▶ Task goal: The whole listing is to be printed again exactly.

▶ Material supplied:
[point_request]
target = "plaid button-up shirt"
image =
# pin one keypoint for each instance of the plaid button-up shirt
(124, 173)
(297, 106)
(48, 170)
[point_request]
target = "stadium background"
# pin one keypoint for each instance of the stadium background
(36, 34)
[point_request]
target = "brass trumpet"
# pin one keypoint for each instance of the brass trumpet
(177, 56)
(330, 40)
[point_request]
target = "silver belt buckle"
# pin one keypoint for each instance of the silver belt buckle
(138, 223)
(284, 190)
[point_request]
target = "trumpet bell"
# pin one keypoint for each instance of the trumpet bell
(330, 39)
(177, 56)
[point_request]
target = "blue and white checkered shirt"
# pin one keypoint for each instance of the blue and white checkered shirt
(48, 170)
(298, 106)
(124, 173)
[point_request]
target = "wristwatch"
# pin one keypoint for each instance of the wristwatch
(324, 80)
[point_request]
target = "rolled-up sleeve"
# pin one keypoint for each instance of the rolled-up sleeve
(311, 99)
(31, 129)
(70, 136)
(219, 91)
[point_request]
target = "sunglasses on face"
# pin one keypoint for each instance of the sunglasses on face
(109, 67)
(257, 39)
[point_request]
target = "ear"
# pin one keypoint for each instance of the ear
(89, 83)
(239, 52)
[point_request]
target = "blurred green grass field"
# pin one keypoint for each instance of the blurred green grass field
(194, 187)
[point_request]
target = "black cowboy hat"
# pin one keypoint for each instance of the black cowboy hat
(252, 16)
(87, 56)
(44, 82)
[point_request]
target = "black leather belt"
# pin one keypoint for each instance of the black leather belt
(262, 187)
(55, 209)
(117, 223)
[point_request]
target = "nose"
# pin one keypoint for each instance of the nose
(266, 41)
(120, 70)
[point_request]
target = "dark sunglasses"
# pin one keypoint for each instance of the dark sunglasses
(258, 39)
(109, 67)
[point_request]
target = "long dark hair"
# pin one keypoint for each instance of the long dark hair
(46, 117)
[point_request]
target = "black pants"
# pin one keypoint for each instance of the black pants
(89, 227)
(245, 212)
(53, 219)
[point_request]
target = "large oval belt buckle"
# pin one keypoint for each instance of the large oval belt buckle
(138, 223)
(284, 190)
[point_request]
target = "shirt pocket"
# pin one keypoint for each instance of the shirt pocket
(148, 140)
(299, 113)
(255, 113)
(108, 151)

▶ Response area:
[point_request]
target = "plaid button-up shirt"
image =
# pin one keypoint for each instance of the plaid button-up shirt
(124, 173)
(297, 106)
(48, 170)
[point_request]
target = "stadium background"
# pin one keypoint for each instance of the stadium background
(36, 34)
[point_request]
target = "brass trumpet"
# pin one keypoint for each instance of the brass trumpet
(177, 56)
(330, 40)
[point_request]
target = "silver belt buckle"
# pin one keypoint for each instance of the silver belt buckle
(138, 223)
(284, 190)
[point_request]
target = "trumpet bell"
# pin one keypoint for each instance of the trumpet bell
(330, 39)
(177, 56)
[point_request]
target = "blue and white checkered shirt"
# pin one keypoint for each instance of the blue and white checkered shirt
(48, 170)
(298, 106)
(124, 173)
[point_request]
target = "wristwatch"
# pin one keypoint for each instance of the wristwatch
(324, 80)
[point_request]
target = "rolled-up sleeve"
# pin one keypoint for each instance of the rolled-up sleeve
(311, 99)
(31, 129)
(70, 136)
(219, 91)
[point_request]
target = "sunglasses on face"
# pin one keypoint for each instance of the sunglasses on face
(109, 67)
(257, 39)
[point_request]
target = "ear"
# pin one keypoint for each instance of the ear
(89, 83)
(239, 52)
[point_request]
target = "blurred green grass field"
# pin one keypoint for each instance of the blurred green grass field
(194, 187)
[point_request]
target = "black cowboy hat"
# pin one keypoint for each instance of the black cowboy hat
(252, 16)
(87, 56)
(44, 82)
[point_request]
target = "black leather belt"
# pin one keypoint for each instance of the black leather belt
(262, 187)
(55, 209)
(117, 223)
[point_request]
target = "nose"
# pin one keypoint for each instance of the nose
(266, 41)
(120, 70)
[point_request]
target = "dark sunglasses"
# pin one keypoint for each instance of the dark sunglasses
(258, 39)
(109, 67)
[point_request]
target = "long dark hair"
# pin one keypoint for each instance of the long dark hair
(46, 117)
[point_request]
target = "black pants"
# pin one keypoint for each instance of the black pants
(89, 227)
(245, 212)
(53, 219)
[point_request]
target = "large oval belt buckle"
# pin one keypoint for each instance of the large oval belt buckle
(138, 223)
(284, 190)
[point_request]
target = "shirt pocket"
# pin one keypoint for each instance of the shirt pocket
(148, 140)
(299, 113)
(255, 113)
(108, 151)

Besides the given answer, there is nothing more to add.